WHAT THE TASK ASKS: Every line in the records below that holds the word "bare" is to be copied.

Spatial localization data
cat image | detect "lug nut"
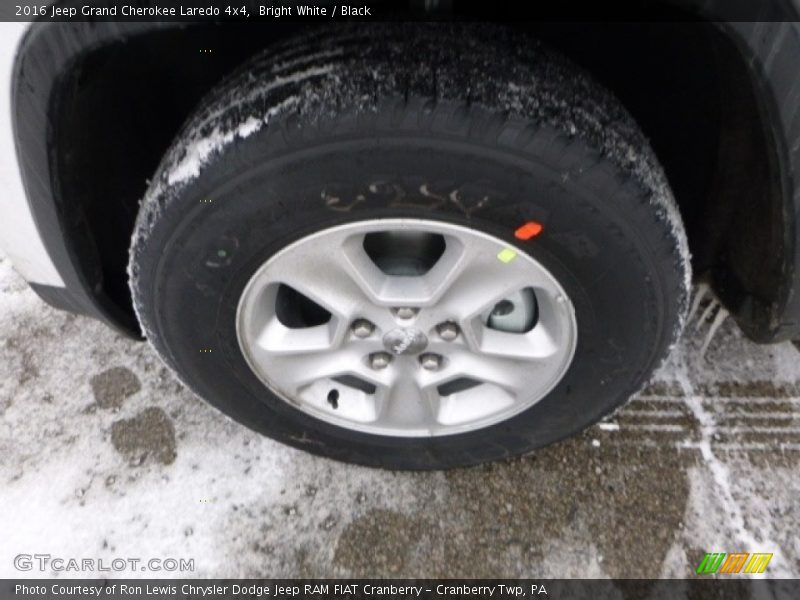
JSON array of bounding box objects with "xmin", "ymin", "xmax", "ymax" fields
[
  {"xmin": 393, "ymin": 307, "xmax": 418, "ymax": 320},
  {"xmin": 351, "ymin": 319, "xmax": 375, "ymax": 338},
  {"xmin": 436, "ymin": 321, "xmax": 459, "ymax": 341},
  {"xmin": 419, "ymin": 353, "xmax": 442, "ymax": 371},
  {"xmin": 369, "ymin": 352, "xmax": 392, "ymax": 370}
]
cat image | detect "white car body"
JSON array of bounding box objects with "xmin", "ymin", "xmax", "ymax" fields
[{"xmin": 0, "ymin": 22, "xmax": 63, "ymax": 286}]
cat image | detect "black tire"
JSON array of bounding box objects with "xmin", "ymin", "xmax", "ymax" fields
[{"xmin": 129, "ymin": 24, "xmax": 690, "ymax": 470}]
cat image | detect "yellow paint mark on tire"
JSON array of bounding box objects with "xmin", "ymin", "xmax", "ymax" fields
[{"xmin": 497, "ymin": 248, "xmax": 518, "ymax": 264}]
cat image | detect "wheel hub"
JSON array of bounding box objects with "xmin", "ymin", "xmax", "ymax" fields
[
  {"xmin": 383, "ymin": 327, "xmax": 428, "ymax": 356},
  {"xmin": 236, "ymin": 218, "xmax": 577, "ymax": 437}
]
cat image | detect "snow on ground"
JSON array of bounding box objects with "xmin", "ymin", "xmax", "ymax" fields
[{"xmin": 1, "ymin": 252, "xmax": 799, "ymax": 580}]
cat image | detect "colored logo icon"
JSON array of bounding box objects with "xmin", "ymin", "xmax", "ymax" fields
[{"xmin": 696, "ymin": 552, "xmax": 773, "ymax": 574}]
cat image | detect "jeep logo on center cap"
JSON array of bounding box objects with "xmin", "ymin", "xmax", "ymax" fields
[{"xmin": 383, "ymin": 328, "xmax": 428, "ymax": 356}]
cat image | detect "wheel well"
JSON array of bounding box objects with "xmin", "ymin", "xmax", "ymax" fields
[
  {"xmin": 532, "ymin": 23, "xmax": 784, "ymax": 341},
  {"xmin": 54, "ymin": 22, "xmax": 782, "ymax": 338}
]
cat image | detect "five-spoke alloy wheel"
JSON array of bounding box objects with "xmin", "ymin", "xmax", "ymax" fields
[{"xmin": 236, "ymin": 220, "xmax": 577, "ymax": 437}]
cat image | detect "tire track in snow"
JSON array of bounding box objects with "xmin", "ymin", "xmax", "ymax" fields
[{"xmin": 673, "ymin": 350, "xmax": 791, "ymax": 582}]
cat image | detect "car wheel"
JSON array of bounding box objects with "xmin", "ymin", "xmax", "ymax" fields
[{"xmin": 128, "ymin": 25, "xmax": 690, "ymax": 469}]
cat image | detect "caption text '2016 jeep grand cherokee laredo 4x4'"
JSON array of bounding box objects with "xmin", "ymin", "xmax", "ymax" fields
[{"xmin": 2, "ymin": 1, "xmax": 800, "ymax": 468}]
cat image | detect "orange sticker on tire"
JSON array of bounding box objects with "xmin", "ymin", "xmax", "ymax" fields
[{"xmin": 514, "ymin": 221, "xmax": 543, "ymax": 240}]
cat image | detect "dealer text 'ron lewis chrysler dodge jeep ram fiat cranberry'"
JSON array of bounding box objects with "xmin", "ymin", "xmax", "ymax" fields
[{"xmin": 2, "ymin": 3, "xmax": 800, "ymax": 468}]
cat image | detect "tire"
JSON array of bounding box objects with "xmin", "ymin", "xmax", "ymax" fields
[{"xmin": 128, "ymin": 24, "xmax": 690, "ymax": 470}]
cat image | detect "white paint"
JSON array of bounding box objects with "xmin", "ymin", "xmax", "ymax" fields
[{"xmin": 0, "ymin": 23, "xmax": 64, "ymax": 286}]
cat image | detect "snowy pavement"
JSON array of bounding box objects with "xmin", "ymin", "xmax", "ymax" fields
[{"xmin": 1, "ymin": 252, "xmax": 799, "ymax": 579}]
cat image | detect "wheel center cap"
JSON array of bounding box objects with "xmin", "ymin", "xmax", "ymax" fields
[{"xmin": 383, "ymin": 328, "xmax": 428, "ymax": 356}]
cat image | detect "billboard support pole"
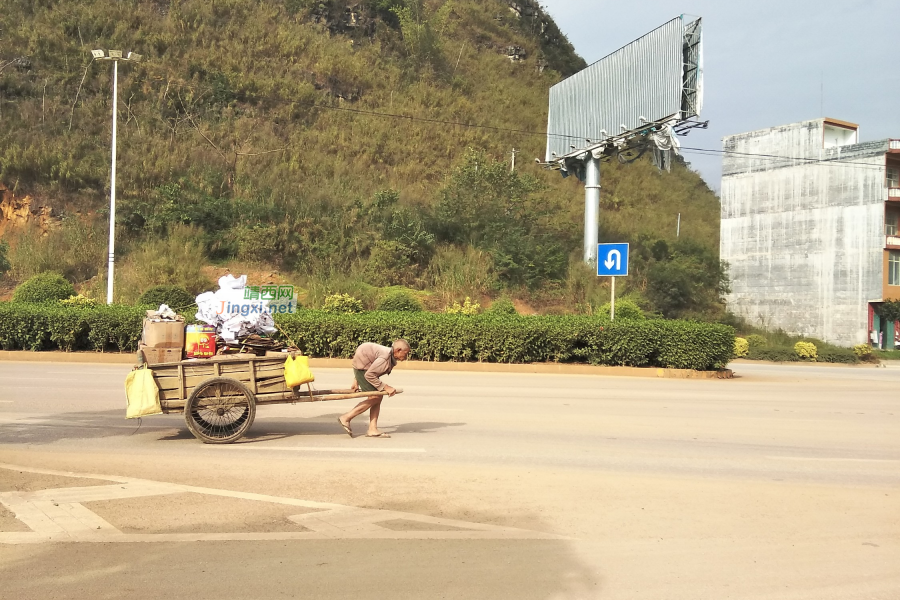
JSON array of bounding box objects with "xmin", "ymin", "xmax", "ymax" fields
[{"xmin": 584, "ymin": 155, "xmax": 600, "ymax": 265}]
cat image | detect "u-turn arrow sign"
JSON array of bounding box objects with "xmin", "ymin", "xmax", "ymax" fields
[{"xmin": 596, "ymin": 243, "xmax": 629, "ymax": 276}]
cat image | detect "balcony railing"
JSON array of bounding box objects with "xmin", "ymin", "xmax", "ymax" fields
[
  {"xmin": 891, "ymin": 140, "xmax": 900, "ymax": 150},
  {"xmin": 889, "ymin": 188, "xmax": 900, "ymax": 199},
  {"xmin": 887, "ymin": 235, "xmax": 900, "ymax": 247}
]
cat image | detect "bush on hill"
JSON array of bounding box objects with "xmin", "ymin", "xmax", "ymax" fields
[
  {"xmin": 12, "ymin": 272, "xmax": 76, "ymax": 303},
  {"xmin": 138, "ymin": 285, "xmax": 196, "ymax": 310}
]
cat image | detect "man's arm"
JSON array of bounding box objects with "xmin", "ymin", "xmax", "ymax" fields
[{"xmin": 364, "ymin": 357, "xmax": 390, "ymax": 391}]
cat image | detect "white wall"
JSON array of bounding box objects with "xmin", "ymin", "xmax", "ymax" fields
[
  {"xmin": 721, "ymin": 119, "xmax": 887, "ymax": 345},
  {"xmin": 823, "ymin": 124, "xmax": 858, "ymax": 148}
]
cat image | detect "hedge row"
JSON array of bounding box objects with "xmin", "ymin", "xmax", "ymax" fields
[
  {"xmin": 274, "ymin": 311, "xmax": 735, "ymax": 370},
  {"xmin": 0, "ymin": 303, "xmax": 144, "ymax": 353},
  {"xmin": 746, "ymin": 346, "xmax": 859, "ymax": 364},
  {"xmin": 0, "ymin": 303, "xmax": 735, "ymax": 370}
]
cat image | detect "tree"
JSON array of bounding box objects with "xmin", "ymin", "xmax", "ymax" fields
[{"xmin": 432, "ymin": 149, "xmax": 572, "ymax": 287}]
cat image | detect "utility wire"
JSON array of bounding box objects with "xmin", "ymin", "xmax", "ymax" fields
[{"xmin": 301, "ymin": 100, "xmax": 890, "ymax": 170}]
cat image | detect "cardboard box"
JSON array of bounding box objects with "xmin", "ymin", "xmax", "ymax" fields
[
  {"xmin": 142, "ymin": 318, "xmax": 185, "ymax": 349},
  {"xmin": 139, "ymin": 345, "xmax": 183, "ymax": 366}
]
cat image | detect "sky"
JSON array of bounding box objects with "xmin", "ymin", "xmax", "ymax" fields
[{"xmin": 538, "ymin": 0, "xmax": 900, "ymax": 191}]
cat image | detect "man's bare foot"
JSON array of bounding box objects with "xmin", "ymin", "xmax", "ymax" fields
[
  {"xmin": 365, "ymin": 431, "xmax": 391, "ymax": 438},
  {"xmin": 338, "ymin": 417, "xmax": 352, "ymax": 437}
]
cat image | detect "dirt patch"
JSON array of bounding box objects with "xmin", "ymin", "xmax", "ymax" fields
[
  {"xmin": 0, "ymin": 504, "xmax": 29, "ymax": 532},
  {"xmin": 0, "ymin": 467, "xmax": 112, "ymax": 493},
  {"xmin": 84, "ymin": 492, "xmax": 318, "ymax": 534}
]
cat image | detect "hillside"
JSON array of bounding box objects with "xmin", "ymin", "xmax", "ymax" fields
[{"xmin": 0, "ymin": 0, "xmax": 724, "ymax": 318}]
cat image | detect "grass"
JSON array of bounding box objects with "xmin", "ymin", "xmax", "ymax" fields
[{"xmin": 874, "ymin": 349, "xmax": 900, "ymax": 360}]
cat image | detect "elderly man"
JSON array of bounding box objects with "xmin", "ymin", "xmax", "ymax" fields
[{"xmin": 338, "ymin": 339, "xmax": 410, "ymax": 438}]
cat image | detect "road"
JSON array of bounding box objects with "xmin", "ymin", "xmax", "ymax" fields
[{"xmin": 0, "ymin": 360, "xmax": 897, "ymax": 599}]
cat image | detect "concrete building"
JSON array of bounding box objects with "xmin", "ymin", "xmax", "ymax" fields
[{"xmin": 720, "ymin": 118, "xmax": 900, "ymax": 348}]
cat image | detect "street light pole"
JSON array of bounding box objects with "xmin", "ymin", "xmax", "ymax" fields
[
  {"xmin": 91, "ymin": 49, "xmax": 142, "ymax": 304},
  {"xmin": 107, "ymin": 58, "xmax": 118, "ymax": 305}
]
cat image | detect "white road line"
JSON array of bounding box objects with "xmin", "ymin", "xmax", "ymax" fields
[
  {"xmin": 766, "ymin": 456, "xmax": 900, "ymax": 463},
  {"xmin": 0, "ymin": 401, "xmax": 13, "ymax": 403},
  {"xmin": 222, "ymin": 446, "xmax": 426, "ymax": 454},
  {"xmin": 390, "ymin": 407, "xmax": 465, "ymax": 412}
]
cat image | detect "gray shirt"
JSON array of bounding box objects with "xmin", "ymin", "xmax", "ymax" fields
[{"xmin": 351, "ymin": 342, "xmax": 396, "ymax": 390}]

---

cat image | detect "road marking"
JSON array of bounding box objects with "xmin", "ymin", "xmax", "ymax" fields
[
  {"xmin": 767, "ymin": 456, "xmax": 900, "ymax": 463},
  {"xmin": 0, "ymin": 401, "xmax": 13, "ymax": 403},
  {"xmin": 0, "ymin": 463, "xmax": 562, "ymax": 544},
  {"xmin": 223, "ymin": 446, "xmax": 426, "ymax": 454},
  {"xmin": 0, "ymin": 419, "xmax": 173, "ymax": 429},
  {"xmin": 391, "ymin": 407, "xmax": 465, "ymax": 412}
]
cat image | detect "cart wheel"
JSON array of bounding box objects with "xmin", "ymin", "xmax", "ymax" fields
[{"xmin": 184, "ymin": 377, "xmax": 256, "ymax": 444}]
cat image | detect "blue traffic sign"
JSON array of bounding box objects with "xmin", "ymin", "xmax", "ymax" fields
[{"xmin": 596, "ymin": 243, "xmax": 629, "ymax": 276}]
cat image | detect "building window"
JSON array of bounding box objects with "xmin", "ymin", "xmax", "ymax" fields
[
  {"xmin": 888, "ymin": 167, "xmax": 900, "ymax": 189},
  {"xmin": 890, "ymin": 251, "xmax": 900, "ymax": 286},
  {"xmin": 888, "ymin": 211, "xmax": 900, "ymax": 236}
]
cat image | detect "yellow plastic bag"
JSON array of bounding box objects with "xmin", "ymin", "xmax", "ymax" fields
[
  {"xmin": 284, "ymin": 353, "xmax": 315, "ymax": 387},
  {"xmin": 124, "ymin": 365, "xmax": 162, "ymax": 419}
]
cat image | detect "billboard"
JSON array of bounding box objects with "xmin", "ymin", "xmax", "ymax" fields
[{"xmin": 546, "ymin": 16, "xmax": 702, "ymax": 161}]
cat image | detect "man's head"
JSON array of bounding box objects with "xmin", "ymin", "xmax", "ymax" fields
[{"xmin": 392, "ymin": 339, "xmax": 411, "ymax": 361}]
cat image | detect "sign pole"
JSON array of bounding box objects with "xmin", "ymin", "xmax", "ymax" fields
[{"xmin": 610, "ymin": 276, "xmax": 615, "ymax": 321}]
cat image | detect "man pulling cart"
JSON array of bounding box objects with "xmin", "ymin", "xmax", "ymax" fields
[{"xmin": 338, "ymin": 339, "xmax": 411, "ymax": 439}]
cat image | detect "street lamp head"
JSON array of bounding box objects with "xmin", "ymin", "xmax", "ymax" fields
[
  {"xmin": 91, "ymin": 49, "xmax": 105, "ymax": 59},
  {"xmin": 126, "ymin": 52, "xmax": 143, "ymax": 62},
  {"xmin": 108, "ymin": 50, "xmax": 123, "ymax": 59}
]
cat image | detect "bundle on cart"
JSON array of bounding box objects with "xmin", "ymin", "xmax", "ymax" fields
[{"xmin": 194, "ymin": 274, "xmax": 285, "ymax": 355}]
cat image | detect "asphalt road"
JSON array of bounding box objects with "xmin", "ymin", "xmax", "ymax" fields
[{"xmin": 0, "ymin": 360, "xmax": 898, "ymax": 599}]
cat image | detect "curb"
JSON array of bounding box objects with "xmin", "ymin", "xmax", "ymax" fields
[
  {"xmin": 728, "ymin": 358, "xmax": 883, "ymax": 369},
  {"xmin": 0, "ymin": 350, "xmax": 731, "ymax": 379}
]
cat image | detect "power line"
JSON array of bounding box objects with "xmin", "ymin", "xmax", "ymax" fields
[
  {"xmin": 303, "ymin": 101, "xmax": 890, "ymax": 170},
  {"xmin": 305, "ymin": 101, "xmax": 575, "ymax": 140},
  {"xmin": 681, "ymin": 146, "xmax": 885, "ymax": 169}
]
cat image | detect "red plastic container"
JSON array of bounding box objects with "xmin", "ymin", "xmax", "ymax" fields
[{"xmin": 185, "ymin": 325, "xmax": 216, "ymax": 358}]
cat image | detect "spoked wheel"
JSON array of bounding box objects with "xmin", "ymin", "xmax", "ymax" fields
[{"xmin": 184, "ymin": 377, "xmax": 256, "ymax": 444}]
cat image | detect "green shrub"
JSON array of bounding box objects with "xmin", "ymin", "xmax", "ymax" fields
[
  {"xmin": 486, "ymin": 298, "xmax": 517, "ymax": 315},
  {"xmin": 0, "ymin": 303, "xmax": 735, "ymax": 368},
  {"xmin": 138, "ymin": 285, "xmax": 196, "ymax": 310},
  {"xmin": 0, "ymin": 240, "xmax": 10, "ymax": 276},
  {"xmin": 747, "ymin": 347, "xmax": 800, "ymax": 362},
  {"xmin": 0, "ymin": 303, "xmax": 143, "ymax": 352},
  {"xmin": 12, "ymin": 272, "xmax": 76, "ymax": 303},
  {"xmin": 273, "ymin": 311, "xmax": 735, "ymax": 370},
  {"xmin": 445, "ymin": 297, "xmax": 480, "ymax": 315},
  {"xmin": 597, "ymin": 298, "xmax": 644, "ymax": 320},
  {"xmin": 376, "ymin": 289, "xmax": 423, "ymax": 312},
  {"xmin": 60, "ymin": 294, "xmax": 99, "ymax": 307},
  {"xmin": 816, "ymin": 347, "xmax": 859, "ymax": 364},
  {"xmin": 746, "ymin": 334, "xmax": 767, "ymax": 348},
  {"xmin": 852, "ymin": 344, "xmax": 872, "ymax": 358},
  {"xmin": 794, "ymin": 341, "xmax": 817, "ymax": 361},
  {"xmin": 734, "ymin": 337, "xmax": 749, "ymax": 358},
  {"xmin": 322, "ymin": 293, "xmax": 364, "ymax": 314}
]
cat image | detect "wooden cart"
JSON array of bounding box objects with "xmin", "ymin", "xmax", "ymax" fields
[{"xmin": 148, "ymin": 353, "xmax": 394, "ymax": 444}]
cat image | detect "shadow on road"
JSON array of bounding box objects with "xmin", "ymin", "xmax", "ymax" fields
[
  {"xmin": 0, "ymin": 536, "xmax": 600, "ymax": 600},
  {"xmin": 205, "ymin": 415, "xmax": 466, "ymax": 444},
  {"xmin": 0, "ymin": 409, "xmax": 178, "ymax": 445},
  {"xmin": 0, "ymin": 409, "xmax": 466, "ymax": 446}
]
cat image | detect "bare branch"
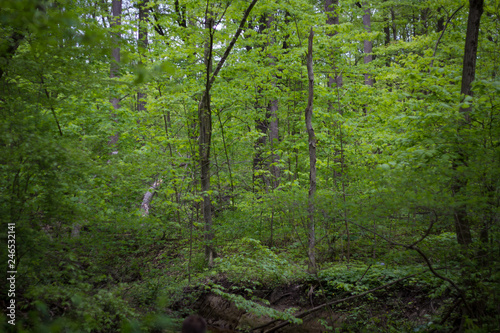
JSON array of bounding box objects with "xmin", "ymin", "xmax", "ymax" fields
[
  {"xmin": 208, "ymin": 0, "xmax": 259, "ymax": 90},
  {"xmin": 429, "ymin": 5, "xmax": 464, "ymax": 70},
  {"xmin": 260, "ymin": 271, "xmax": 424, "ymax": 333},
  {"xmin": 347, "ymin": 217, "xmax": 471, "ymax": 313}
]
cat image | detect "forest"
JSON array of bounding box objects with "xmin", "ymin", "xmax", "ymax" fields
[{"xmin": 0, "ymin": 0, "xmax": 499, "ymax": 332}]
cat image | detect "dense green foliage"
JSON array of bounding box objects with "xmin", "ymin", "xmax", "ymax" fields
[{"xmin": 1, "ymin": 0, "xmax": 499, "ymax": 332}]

RESULT OF THE EXERCISE:
cat image | detect "man's bare foot"
cat image | detect "bare branch"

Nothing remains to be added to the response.